Reproduce verbatim the lines of the data below, starting at the line that contains "Q: What bounding box covers the orange and" and ending at the line that contains "[497,564,526,594]".
====================
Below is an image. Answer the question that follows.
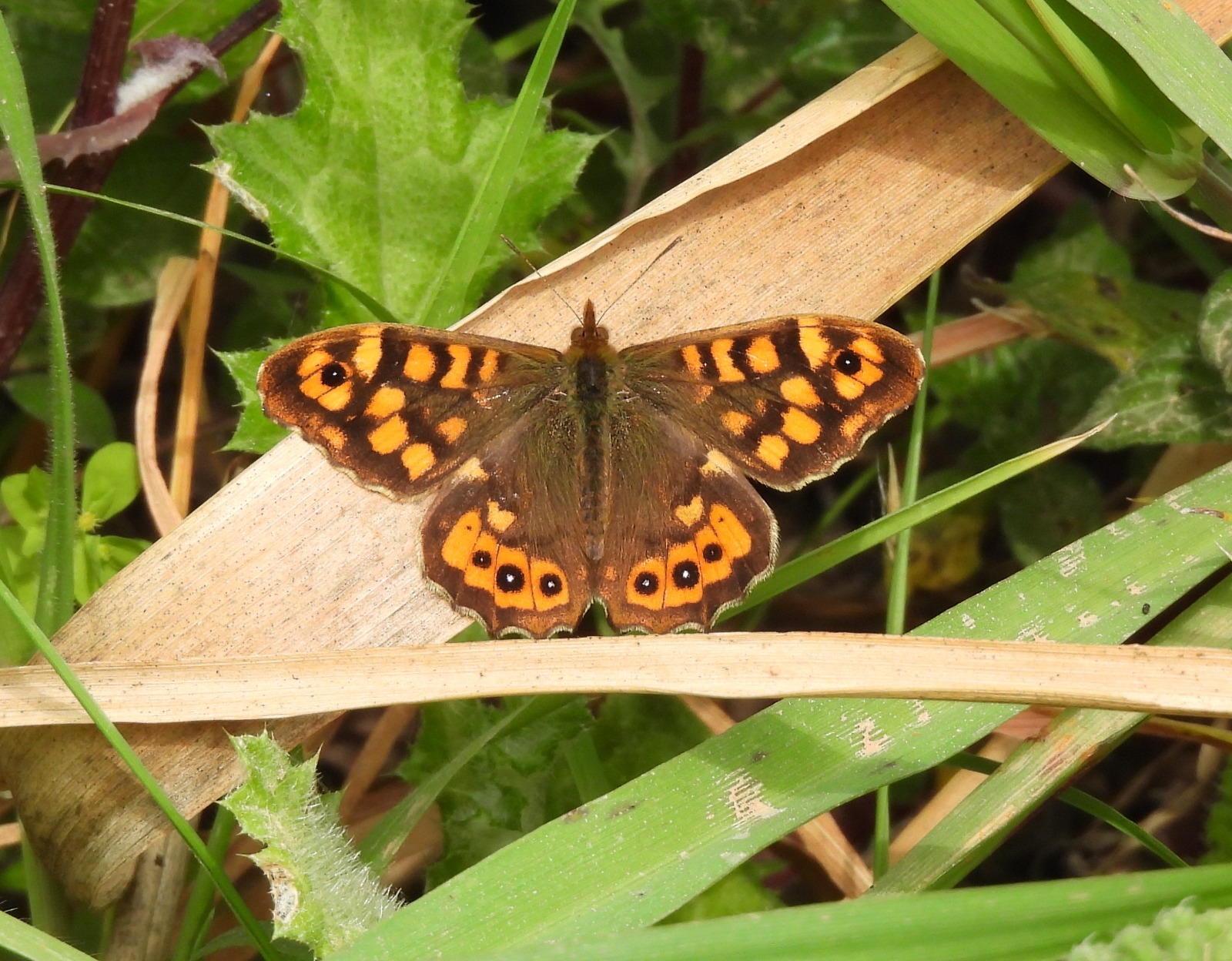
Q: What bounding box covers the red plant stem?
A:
[0,0,281,380]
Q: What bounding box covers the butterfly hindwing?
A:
[595,403,778,633]
[621,314,924,489]
[265,324,563,497]
[423,405,591,637]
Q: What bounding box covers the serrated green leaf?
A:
[1013,201,1133,283]
[209,0,593,325]
[1006,271,1201,371]
[4,373,116,448]
[1086,337,1232,450]
[82,441,142,530]
[214,340,288,454]
[591,694,710,786]
[398,698,594,887]
[220,735,397,957]
[1197,270,1232,392]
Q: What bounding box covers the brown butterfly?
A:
[257,302,924,637]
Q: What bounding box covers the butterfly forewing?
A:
[621,314,924,489]
[265,324,563,497]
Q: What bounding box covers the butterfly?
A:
[257,300,924,637]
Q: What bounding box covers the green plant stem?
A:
[0,581,282,961]
[171,805,236,961]
[872,270,941,879]
[1190,152,1232,232]
[0,17,76,635]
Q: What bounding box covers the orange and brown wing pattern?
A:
[620,314,924,489]
[594,411,778,633]
[423,404,591,637]
[265,324,563,497]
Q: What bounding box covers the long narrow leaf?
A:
[0,16,76,635]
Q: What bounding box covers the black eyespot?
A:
[834,350,864,377]
[671,561,701,589]
[320,361,346,387]
[633,571,659,598]
[497,564,526,594]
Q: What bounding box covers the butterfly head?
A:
[569,300,608,350]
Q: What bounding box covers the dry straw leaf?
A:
[9,0,1232,907]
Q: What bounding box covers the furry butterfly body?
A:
[257,302,922,637]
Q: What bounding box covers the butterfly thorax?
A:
[564,300,618,562]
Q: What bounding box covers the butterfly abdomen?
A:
[567,347,614,562]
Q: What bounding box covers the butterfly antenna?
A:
[599,236,684,323]
[500,234,581,324]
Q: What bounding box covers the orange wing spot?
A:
[850,337,886,363]
[531,557,569,611]
[479,350,500,383]
[402,343,436,383]
[351,328,383,380]
[462,530,500,594]
[441,510,483,571]
[441,343,470,390]
[758,434,791,470]
[830,371,864,400]
[778,377,822,407]
[673,494,702,527]
[363,387,407,417]
[680,343,701,377]
[710,504,753,558]
[710,337,744,383]
[296,347,334,377]
[855,363,886,387]
[701,451,735,477]
[494,547,534,611]
[402,444,436,480]
[663,541,702,608]
[782,407,822,444]
[488,501,517,534]
[316,424,346,451]
[368,417,410,454]
[436,417,466,444]
[839,414,869,440]
[694,525,732,584]
[719,410,753,437]
[744,334,778,373]
[315,373,355,411]
[796,326,830,371]
[624,557,668,611]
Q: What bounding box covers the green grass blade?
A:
[946,752,1189,872]
[411,0,577,326]
[718,425,1103,621]
[0,910,94,961]
[887,0,1202,199]
[401,865,1232,961]
[0,15,76,635]
[1070,0,1232,160]
[0,581,282,961]
[875,571,1232,893]
[339,467,1232,961]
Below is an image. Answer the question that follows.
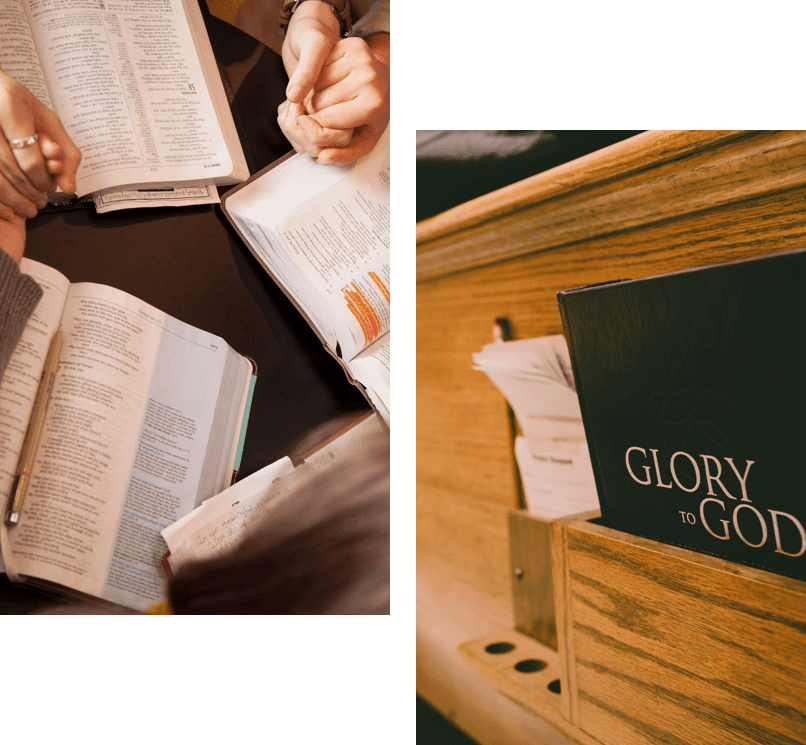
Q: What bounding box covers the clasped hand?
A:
[277,1,389,164]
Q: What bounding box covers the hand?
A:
[304,33,390,164]
[0,212,25,264]
[0,70,81,217]
[283,0,341,103]
[277,101,353,158]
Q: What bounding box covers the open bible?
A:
[0,259,254,610]
[222,127,391,425]
[0,0,249,210]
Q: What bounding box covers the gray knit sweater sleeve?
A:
[0,249,42,378]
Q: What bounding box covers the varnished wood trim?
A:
[417,130,806,282]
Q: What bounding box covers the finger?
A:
[0,133,50,204]
[286,31,333,103]
[317,127,380,165]
[37,108,81,194]
[308,94,374,129]
[277,101,318,157]
[3,104,54,196]
[0,175,41,217]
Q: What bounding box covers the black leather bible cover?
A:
[558,250,806,579]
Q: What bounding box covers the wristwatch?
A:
[280,0,353,39]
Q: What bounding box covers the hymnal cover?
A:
[558,250,806,579]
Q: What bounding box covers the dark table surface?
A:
[0,5,369,615]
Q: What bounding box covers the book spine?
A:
[557,292,610,526]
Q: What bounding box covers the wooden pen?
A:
[6,329,62,525]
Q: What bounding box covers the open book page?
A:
[27,0,240,196]
[226,127,391,360]
[0,259,70,571]
[0,0,53,109]
[101,309,249,608]
[163,415,386,571]
[11,284,162,595]
[5,276,248,608]
[347,331,391,426]
[277,127,391,360]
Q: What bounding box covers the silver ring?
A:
[8,132,39,150]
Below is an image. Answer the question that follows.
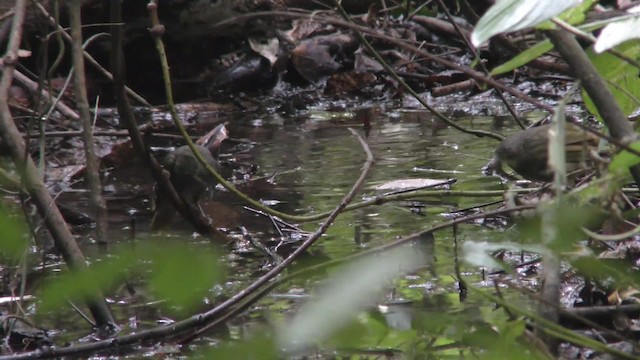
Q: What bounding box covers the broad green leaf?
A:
[593,7,640,53]
[38,251,137,312]
[582,40,640,122]
[536,0,598,30]
[462,241,543,270]
[471,0,581,46]
[609,141,640,174]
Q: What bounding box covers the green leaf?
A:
[582,40,640,122]
[193,336,281,360]
[593,14,640,53]
[471,0,581,46]
[278,246,426,352]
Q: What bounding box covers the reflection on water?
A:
[46,110,544,348]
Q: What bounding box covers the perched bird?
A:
[151,124,227,231]
[485,123,598,181]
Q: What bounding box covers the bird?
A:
[151,124,227,231]
[485,123,599,182]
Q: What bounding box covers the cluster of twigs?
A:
[0,0,640,359]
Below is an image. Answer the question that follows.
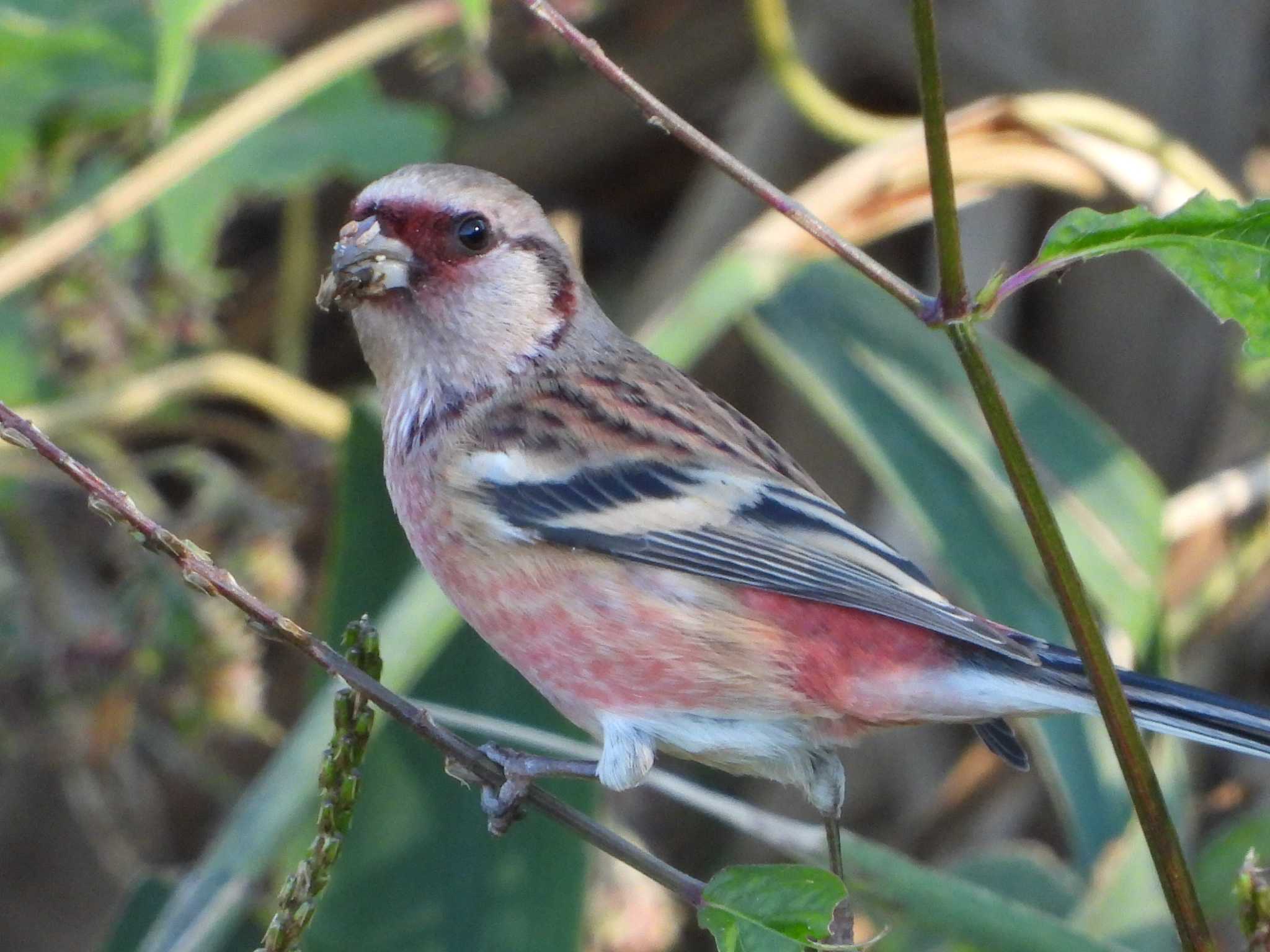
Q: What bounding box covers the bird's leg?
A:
[808,749,856,946]
[824,814,846,882]
[823,813,856,946]
[480,744,598,837]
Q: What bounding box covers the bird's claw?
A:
[480,744,533,837]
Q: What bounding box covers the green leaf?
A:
[1016,193,1270,355]
[697,866,847,952]
[842,830,1115,952]
[151,0,237,131]
[742,263,1163,867]
[102,877,171,952]
[950,843,1085,918]
[155,73,445,283]
[1191,810,1270,919]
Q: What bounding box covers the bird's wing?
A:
[464,448,1039,664]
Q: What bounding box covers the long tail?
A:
[1028,638,1270,758]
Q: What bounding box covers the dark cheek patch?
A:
[508,236,578,321]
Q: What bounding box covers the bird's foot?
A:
[480,744,597,837]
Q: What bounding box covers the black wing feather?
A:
[481,461,1037,670]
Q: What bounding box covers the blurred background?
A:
[0,0,1270,952]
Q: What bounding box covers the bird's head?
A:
[318,165,598,399]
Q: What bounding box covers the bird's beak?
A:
[318,214,412,311]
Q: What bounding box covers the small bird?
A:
[318,165,1270,873]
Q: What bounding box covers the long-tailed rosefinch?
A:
[319,165,1270,863]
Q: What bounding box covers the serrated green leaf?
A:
[1006,193,1270,354]
[697,865,847,952]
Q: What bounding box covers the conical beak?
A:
[318,216,412,311]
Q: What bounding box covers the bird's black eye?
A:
[455,214,494,254]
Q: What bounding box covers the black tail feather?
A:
[1029,638,1270,758]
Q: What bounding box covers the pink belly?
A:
[390,452,979,739]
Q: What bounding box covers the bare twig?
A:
[0,0,458,297]
[518,0,935,320]
[0,402,704,906]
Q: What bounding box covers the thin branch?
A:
[0,402,704,906]
[913,0,970,321]
[0,0,458,297]
[912,0,1213,950]
[518,0,935,320]
[424,702,1132,952]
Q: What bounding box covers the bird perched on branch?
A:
[319,165,1270,870]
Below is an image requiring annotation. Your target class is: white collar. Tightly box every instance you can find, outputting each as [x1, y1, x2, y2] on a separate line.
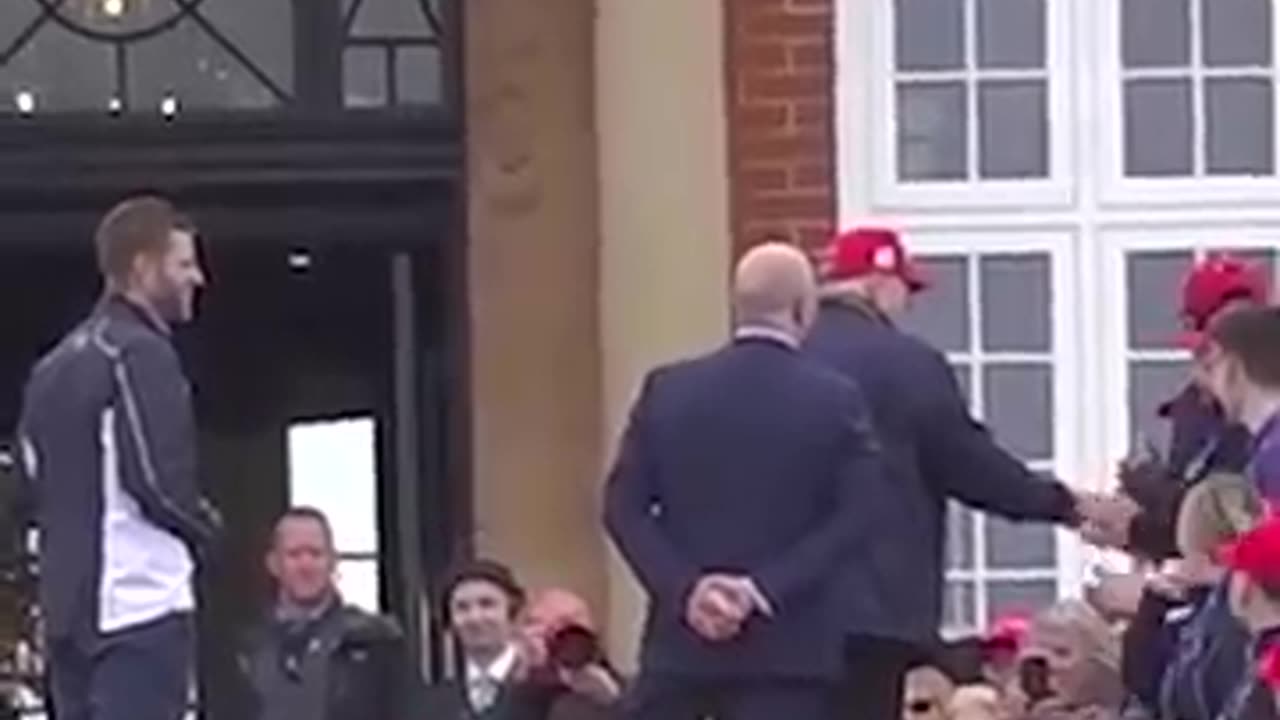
[467, 644, 520, 687]
[733, 325, 800, 348]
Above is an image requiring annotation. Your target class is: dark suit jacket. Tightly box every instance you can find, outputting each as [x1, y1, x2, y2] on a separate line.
[422, 680, 621, 720]
[805, 302, 1075, 644]
[605, 340, 884, 678]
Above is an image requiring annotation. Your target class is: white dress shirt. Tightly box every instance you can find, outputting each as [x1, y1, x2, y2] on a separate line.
[466, 644, 518, 712]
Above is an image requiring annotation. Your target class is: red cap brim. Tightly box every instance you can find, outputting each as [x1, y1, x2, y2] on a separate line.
[1174, 331, 1208, 350]
[901, 259, 931, 292]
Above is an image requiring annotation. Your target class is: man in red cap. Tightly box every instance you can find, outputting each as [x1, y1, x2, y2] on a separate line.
[1092, 254, 1267, 561]
[805, 227, 1098, 720]
[1221, 516, 1280, 720]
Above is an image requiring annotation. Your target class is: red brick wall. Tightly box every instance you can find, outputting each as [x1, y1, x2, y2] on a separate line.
[722, 0, 836, 258]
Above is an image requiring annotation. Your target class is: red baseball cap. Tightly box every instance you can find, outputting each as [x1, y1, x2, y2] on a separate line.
[982, 615, 1030, 652]
[823, 227, 929, 292]
[1258, 646, 1280, 691]
[1178, 254, 1267, 348]
[1219, 514, 1280, 587]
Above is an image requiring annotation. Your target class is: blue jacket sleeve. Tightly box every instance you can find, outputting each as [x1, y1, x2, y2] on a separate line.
[916, 351, 1079, 525]
[753, 382, 890, 609]
[604, 374, 701, 614]
[113, 342, 219, 550]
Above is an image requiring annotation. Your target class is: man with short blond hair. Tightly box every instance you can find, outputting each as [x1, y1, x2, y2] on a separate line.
[18, 196, 220, 720]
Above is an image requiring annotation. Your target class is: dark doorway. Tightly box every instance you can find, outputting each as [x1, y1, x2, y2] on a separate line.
[0, 188, 451, 720]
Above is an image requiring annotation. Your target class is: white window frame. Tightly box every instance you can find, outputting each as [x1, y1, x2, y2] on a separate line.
[1098, 230, 1280, 476]
[836, 0, 1075, 211]
[902, 225, 1084, 622]
[1090, 0, 1280, 208]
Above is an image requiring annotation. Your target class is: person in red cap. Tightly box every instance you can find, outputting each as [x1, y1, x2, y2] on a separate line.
[1091, 254, 1267, 561]
[804, 227, 1101, 720]
[1221, 516, 1280, 720]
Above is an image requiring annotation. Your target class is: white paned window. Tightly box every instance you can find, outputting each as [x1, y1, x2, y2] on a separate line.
[836, 0, 1280, 625]
[904, 236, 1073, 630]
[288, 418, 381, 612]
[865, 0, 1068, 210]
[1120, 0, 1276, 177]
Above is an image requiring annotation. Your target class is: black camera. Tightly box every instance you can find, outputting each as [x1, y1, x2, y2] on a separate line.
[547, 625, 603, 670]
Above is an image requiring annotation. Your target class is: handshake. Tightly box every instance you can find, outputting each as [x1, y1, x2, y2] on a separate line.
[685, 573, 773, 642]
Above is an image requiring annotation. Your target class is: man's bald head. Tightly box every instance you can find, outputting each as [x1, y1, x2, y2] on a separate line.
[733, 242, 817, 338]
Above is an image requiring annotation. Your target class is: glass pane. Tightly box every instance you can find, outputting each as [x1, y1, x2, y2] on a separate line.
[983, 515, 1057, 569]
[128, 20, 279, 113]
[1204, 78, 1275, 176]
[1125, 251, 1194, 350]
[893, 0, 964, 70]
[200, 0, 293, 92]
[288, 419, 378, 552]
[1199, 0, 1271, 67]
[897, 82, 969, 181]
[902, 255, 972, 352]
[1225, 247, 1277, 287]
[338, 560, 381, 612]
[946, 502, 974, 570]
[942, 580, 978, 628]
[987, 580, 1057, 623]
[55, 0, 183, 36]
[951, 363, 973, 411]
[978, 79, 1048, 179]
[0, 1, 38, 56]
[342, 47, 387, 108]
[351, 0, 435, 37]
[1120, 0, 1192, 68]
[982, 363, 1053, 460]
[0, 23, 115, 114]
[978, 252, 1053, 352]
[396, 46, 443, 105]
[977, 0, 1046, 68]
[1124, 78, 1193, 176]
[1129, 360, 1190, 448]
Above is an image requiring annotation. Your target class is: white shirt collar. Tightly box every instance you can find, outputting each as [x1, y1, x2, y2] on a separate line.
[467, 644, 518, 687]
[733, 325, 800, 348]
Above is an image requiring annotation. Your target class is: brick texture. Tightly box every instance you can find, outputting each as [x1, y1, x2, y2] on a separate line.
[722, 0, 836, 258]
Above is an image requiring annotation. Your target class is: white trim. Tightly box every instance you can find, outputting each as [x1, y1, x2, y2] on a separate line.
[910, 229, 1083, 621]
[1095, 0, 1280, 210]
[836, 0, 1075, 210]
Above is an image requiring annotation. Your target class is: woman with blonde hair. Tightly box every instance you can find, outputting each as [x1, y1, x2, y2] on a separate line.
[1124, 473, 1266, 720]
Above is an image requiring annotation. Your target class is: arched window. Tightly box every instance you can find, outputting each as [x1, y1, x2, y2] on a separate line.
[0, 0, 442, 115]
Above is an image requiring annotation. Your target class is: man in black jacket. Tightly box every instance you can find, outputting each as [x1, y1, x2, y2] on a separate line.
[238, 507, 407, 720]
[805, 228, 1100, 719]
[1105, 255, 1267, 561]
[18, 197, 219, 720]
[605, 245, 885, 720]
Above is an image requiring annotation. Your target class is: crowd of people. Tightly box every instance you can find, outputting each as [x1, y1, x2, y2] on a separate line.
[7, 192, 1280, 720]
[605, 233, 1280, 720]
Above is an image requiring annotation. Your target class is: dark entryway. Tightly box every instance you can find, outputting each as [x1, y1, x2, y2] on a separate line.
[0, 163, 461, 717]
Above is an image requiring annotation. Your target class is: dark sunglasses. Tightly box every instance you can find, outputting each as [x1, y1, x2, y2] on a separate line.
[906, 700, 938, 715]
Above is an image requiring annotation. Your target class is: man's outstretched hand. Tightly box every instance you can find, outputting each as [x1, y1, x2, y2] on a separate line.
[685, 573, 773, 642]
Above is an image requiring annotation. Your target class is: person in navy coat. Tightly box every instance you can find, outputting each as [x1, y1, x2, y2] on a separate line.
[605, 243, 886, 720]
[804, 228, 1107, 720]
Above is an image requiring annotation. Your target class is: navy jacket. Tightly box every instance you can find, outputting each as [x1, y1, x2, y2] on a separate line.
[1121, 384, 1251, 560]
[18, 299, 218, 637]
[805, 302, 1075, 643]
[605, 340, 886, 678]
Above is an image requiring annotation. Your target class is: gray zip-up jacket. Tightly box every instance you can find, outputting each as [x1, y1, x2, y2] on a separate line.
[18, 296, 219, 637]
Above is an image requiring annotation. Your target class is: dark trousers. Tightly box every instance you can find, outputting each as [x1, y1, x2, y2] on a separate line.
[832, 635, 919, 720]
[49, 614, 193, 720]
[626, 674, 831, 720]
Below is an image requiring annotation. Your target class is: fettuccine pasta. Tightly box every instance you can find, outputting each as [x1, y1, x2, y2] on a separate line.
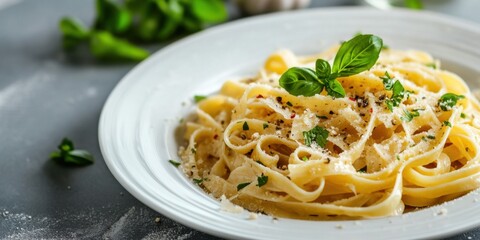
[179, 47, 480, 219]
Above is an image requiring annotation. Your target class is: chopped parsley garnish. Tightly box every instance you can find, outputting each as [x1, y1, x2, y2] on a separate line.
[242, 122, 250, 131]
[400, 109, 420, 122]
[303, 126, 328, 148]
[192, 178, 204, 185]
[257, 173, 268, 187]
[443, 121, 452, 127]
[380, 72, 395, 90]
[255, 160, 265, 166]
[385, 80, 405, 112]
[168, 160, 181, 167]
[193, 95, 207, 103]
[279, 34, 383, 98]
[50, 138, 94, 166]
[438, 93, 465, 111]
[237, 182, 251, 191]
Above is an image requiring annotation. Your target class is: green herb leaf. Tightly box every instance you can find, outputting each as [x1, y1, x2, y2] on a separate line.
[332, 34, 383, 77]
[380, 72, 396, 90]
[315, 59, 332, 79]
[50, 138, 94, 166]
[193, 95, 207, 103]
[325, 79, 345, 98]
[405, 0, 423, 10]
[257, 173, 268, 187]
[443, 121, 452, 127]
[242, 122, 250, 131]
[279, 67, 323, 97]
[168, 160, 181, 167]
[303, 126, 328, 148]
[90, 32, 149, 61]
[438, 93, 465, 111]
[400, 109, 420, 122]
[191, 0, 227, 23]
[237, 182, 251, 191]
[385, 80, 405, 111]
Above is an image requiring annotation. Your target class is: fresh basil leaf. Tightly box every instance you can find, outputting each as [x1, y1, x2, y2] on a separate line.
[237, 182, 251, 191]
[50, 138, 94, 166]
[303, 126, 328, 148]
[438, 93, 465, 111]
[191, 0, 228, 23]
[90, 32, 149, 61]
[315, 59, 332, 79]
[325, 79, 345, 98]
[279, 67, 323, 97]
[65, 149, 93, 165]
[95, 0, 132, 34]
[405, 0, 423, 10]
[257, 173, 268, 187]
[332, 34, 383, 77]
====================
- RESPONSE TO THE EXERCISE -
Q: What bounding box covers the orange and brown wing pattern?
A:
[620,314,924,489]
[594,411,778,633]
[423,404,591,637]
[265,324,563,497]
Q: What bounding box covers the long narrow leaf?
A:
[0,16,76,635]
Q: What bounding box covers the black eyespot?
A:
[834,350,864,377]
[671,561,701,589]
[320,361,346,387]
[633,571,659,598]
[497,564,526,594]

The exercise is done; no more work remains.